I usually dry wood in shavings in a paper sack. The only time I ever had the wood get moldy was with spalted wood. I try to make the shavings are as close as possible to the moisture of the piece. If I can't get it rough turned right away I'll save some of the shavings in a plastic sack until I'm ready to put the piece away. I pack shavings inside the bowl and all around it in the sack.


----------



## Woodychips (Oct 3, 2015)

As soon as I get them home said:


> Something went screwy with the quote function. Will try again


----------



## Woodychips (Oct 3, 2015)

revjerry said:


> I live along the coast of Maine. Lot of humidity and don't have much problem getting wood to dry. I go to a local Log Yard and buy trees that were cut down ten minutes ago, so they are as wet as wet can be. The yard cuts them to length for me and load them in my Van. The last time, the Van body actually rubbed against a tire; yeah, I do tend to overdo things. As soon as I get them home, I Anchor Seal them until I can get to them. Now, here's the part that's amazing to me. I've "Rough Turned" Big bowls; 16" in diameter, and let them sit out on a table. Maple, ROCK Maple, dries just fine. I've added the paper bag and see no difference. The odd part is that sometime the log sealed with Anchor Seal sitting in the garage will split and the bowls won't! My take is to get the wood either sealed well or turned into a uniformly thick walled and bottom bowl as quick as possible. These logs are usually 18" long and 16" across, they are really wet and VERY heavy. But if you're going to do the task, you need to deal with it. I've dried other woods the same way, Monkey Pod, Koa, Avocado and Leeche. Oak ALWAYS causes me grief no matter what I do, so go figure that out. Good luck with it. Dry your spindle blanks BEFORE you drill them out if you can for all the reasons given. Won't take long and you'll have stock on hand no matter what you're making.



A log will never dry in one piece without splitting in some way or another. You will get splits at the end grain for sure and depending on how long the log sits, maybe a side split as well. Your logs are only 18" long so you have left little room for degrade at both ends. I have dried a 7' long by 15" dia. walnut log that sat in my shop for approx 10 years. I lost about 14" of wood on both ends. I had another 6' curly maple log that sat for about 5 years and it had a side split from top to bottom. 


The reason that you can rough turn a bowl and dry it without splitting is because the bulk of internal material has been removed. This allows the bowl to shrink inward and outward into that oval shape. A log when it dries has nowhere to shrink except inwards towards the core. Something has to give. That's why they split. 

I use end sealer on most of my rough turnings and I paper bag them as well. Some woods like black cherry and walnut need extra care when drying. Others like poplar and Manitoba maple are a breeze.


----------



## Jerry Maske (Dec 29, 2013)

Given entries
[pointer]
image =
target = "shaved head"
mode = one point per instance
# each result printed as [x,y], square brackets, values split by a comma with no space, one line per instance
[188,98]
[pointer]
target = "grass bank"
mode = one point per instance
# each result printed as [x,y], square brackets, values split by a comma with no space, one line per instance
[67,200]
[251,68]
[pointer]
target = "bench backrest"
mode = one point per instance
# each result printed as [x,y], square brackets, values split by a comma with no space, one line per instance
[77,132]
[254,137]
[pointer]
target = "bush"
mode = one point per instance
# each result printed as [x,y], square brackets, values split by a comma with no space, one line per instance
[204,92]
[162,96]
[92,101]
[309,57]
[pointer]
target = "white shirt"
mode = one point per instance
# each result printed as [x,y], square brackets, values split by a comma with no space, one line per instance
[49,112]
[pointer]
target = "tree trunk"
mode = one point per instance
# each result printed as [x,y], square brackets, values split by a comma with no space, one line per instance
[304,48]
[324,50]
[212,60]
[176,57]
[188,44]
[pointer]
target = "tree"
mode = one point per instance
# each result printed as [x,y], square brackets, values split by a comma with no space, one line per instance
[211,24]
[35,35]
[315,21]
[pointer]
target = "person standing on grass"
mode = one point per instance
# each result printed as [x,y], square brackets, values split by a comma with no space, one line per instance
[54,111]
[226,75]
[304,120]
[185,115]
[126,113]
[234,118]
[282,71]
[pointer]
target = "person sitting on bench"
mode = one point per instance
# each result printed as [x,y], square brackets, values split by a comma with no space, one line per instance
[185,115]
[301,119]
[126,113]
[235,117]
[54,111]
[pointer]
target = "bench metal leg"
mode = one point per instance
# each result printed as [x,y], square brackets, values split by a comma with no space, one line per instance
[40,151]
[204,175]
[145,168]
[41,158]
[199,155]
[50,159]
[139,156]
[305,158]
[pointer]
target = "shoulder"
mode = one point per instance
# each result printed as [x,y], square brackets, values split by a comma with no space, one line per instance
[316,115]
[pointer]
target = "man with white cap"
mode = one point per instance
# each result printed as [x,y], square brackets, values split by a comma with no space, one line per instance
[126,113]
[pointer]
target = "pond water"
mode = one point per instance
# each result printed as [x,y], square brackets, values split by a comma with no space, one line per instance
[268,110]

What this exercise asks
a) Retype the part of the wood-drying thread that begins at the words "The reason that" and stops after "(Dec 29, 2013)".
b) In the wood-drying thread, can you rewrite the paragraph beginning "The reason that you can rough turn a bowl" as a short bulleted list that keeps its main points?
c) In the wood-drying thread, which woods does the paragraph beginning "I use end sealer" name?

Solutions for each task
a)
The reason that you can rough turn a bowl and dry it without splitting is because the bulk of internal material has been removed. This allows the bowl to shrink inward and outward into that oval shape. A log when it dries has nowhere to shrink except inwards towards the core. Something has to give. That's why they split. 

I use end sealer on most of my rough turnings and I paper bag them as well. Some woods like black cherry and walnut need extra care when drying. Others like poplar and Manitoba maple are a breeze.


----------



## Jerry Maske (Dec 29, 2013)

b)
- A rough-turned bowl can dry without splitting because most of its internal material has been removed.
- This lets the bowl shrink both inward and outward into an oval shape.
- A drying log can shrink only inward toward its core, so something has to give, and it splits.

c)
- Black cherry (needs extra care when drying)
- Walnut (needs extra care when drying)
- Poplar (a breeze)
- Manitoba maple (a breeze)